Exercise tasks:
a - According to the Tresonče text, what is the village's climate like?
b - Quote the Tresonče text word for word, everything from "Tresonče ( )" down to "throughout the year.".

Excerpted text:
*-*-*
Tresonče ( ) is a mountainous village located in the Mavrovo and Rostuša Municipality in western North Macedonia. It is a mountain village populated by Macedonian Orthodox Christians. There are also several Orthodox churches in the village.

Geography
Tresonče is on the Mount Bistra which is a national park for wildlife. In that region you can find brown bear, wild goat, wild boar, deer, and bobcat.

The climate of the village is continental with a lot of precipitation throughout the year.
*-*-*
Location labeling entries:
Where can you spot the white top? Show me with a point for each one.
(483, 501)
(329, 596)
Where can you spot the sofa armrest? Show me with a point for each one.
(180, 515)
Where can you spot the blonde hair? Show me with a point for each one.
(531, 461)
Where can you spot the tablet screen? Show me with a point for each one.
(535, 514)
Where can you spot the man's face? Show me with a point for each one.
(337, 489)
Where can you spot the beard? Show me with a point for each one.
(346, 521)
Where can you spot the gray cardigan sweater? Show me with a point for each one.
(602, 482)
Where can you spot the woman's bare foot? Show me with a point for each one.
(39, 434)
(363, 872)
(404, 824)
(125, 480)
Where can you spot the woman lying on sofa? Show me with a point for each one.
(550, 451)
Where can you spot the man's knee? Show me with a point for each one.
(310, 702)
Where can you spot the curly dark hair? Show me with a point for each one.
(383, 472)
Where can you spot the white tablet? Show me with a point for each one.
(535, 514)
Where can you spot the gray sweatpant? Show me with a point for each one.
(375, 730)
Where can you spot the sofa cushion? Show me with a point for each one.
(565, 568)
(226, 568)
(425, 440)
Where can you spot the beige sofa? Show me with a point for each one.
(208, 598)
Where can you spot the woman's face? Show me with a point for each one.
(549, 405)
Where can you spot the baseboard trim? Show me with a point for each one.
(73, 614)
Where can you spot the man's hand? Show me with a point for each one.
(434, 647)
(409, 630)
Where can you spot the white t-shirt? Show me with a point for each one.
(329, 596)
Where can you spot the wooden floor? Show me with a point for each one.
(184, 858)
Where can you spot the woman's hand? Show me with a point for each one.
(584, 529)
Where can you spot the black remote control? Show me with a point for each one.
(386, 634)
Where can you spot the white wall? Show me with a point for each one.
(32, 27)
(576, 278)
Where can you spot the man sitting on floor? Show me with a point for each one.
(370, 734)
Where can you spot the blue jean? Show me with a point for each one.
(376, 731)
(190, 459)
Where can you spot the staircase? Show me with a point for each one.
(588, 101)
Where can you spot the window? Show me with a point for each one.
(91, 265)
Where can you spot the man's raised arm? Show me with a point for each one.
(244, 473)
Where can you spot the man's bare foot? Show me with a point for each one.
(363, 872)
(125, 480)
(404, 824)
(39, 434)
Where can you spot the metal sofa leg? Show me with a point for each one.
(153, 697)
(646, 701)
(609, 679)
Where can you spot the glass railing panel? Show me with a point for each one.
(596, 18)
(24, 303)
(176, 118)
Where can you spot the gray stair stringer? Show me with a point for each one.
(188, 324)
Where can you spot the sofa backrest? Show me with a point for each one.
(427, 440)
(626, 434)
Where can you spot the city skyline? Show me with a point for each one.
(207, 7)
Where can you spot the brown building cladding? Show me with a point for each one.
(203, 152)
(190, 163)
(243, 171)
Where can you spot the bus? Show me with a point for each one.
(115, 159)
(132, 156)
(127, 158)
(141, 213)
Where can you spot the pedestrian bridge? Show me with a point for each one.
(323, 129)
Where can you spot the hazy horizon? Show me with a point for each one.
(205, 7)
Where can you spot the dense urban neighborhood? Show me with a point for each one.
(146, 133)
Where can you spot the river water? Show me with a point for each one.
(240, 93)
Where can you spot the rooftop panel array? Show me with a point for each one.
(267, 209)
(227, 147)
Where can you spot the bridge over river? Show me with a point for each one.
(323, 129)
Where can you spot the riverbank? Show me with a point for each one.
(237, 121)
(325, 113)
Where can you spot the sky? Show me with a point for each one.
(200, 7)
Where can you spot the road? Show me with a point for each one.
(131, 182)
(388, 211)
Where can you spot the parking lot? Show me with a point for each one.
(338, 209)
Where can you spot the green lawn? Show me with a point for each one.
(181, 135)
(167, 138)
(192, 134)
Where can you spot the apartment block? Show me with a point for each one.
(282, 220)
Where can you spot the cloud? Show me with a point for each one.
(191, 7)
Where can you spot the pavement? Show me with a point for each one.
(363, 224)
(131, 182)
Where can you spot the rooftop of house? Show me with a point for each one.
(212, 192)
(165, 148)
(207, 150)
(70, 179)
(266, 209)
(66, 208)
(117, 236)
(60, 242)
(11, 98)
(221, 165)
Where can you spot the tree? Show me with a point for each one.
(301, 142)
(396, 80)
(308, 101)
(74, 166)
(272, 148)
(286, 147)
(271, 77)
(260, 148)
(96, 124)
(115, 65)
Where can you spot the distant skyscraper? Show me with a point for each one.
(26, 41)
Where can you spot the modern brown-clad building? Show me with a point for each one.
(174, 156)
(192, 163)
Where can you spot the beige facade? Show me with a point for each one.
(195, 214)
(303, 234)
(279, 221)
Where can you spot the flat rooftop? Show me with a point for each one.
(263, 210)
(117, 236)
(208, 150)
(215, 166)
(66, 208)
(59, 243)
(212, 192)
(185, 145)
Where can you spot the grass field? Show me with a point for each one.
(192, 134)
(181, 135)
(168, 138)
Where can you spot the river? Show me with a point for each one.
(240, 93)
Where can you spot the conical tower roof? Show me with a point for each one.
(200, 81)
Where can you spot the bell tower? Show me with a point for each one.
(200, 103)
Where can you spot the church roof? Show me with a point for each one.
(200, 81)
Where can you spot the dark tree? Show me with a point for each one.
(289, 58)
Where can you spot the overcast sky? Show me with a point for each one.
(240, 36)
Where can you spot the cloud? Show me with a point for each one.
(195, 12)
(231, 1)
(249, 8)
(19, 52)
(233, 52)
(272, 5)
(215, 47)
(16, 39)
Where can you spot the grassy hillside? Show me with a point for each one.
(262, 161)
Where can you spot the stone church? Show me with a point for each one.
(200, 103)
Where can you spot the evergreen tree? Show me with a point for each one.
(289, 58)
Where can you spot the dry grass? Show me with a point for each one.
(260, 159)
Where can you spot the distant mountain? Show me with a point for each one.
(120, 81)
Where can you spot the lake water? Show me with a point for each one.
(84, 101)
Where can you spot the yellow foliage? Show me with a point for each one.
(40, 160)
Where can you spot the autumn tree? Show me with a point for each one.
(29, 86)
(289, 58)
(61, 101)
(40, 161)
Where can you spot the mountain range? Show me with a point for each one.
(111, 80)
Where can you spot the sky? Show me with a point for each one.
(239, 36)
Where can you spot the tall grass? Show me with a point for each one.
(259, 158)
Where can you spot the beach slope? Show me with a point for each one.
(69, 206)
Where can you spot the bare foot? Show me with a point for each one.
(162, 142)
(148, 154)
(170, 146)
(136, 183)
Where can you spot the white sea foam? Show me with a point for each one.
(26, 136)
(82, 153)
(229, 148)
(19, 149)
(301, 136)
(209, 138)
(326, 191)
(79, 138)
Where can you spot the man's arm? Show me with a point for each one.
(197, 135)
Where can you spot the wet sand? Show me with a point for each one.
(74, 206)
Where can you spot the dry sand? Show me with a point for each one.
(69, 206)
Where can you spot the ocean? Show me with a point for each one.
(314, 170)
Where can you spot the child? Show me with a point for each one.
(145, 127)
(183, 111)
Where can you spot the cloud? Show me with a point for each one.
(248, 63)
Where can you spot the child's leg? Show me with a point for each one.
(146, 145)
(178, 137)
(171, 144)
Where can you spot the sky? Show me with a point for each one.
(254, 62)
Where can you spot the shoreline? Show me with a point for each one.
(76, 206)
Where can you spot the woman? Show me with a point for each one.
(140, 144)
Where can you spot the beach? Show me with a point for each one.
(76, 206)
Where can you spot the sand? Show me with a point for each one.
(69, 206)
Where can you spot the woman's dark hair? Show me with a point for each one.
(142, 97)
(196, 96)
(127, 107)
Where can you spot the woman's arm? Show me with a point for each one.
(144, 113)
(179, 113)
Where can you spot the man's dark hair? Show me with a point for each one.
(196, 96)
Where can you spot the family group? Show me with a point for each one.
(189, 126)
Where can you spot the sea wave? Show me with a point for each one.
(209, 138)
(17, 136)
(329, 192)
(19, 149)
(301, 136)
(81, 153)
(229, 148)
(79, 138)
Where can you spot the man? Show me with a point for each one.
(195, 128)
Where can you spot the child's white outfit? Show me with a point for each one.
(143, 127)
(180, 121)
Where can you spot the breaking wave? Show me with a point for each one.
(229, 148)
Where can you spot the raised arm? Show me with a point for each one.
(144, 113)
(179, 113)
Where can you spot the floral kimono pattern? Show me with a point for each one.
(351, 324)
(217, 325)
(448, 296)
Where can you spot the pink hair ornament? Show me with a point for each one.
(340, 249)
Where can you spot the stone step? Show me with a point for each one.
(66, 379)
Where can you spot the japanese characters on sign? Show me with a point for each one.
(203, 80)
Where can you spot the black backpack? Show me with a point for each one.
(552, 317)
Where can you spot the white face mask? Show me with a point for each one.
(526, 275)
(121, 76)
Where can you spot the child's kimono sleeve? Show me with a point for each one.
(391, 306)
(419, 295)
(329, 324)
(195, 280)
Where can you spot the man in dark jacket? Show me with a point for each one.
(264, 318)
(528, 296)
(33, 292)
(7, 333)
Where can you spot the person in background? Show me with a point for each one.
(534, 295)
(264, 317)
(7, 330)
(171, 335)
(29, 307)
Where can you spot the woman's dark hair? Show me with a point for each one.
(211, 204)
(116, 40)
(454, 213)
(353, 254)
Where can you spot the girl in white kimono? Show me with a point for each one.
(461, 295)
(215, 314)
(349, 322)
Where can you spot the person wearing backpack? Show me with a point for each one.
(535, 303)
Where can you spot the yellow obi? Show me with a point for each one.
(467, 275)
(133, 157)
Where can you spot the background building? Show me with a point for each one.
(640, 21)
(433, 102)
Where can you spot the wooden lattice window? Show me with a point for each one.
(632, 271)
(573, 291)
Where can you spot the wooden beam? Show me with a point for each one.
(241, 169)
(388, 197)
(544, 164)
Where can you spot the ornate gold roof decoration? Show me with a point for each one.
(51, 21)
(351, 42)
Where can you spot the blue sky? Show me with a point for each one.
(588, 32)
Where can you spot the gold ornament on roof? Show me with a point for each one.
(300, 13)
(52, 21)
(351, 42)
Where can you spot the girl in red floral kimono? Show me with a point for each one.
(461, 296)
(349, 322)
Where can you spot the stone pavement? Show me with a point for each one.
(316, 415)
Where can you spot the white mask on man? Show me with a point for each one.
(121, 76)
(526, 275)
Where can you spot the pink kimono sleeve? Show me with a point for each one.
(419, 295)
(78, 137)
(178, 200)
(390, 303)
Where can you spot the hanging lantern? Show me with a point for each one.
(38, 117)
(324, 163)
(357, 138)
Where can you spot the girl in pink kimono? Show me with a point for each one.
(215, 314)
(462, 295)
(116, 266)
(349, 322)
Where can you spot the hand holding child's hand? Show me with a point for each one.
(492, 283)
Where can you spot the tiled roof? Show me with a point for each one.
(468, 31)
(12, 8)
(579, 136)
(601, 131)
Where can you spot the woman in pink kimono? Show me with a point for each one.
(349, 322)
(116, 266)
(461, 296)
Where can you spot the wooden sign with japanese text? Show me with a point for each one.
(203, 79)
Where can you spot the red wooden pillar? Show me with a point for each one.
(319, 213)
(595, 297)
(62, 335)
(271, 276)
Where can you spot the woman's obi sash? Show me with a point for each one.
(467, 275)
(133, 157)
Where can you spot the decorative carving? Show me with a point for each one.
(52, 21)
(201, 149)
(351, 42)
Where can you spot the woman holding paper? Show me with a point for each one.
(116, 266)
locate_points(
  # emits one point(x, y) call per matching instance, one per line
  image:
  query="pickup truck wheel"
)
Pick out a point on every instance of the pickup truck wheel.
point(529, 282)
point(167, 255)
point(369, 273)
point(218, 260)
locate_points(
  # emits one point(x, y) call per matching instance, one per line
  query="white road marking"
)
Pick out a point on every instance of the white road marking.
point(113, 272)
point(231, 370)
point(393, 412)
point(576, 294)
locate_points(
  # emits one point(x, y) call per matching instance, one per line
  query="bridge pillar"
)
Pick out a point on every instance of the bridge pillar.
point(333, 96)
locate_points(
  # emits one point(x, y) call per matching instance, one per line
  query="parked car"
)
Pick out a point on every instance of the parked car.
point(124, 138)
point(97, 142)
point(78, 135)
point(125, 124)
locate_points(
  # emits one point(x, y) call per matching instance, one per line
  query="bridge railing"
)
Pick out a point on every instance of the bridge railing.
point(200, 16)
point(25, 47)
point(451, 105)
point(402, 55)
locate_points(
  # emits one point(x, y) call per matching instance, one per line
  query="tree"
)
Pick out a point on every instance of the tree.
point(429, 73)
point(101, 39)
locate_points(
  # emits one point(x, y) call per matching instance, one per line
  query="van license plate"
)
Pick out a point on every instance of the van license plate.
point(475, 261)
*-*-*
Solutions to the problems:
a - Continental, with a lot of precipitation throughout the year.

b -
Tresonče ( ) is a mountainous village located in the Mavrovo and Rostuša Municipality in western North Macedonia. It is a mountain village populated by Macedonian Orthodox Christians. There are also several Orthodox churches in the village.

Geography
Tresonče is on the Mount Bistra which is a national park for wildlife. In that region you can find brown bear, wild goat, wild boar, deer, and bobcat.

The climate of the village is continental with a lot of precipitation throughout the year.